━━━ Stored rows ━━━

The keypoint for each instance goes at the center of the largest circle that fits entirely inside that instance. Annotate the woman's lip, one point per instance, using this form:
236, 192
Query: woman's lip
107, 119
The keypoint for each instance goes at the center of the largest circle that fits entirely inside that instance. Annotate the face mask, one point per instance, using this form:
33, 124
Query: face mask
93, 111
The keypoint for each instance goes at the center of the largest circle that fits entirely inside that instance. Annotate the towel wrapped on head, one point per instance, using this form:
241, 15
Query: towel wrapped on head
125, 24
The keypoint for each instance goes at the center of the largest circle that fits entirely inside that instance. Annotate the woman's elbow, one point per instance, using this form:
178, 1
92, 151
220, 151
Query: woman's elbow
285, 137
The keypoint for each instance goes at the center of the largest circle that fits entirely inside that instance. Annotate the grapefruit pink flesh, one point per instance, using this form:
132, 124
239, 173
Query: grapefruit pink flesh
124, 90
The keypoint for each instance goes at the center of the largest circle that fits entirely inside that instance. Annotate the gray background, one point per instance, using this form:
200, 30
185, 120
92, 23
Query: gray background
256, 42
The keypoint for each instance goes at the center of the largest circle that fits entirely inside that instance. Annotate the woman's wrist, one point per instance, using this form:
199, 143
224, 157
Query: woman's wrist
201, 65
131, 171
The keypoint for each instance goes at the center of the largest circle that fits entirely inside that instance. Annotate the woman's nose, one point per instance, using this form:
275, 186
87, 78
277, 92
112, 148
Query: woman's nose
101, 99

━━━

→ **Your task**: Copy out the records from the line containing "woman's wrist, one" through the end, including that line and all of the requests. Shift every coordinate in the answer points up by 76, and leave the sample points in the requests as they are.

→ **Output for this exercise**:
The keypoint for each instance goes at the center of the largest circle that fits entirely inside that instance. Annotate the woman's wrist, one point per instance, using this form:
199, 143
224, 157
Query: woman's wrist
277, 141
207, 247
The keypoint for each instance goes at the center of the largest circle that fits entirely inside that instance. Annotate the woman's nose, one point per instance, using this form:
275, 186
87, 78
277, 92
112, 148
Query: woman's nose
177, 175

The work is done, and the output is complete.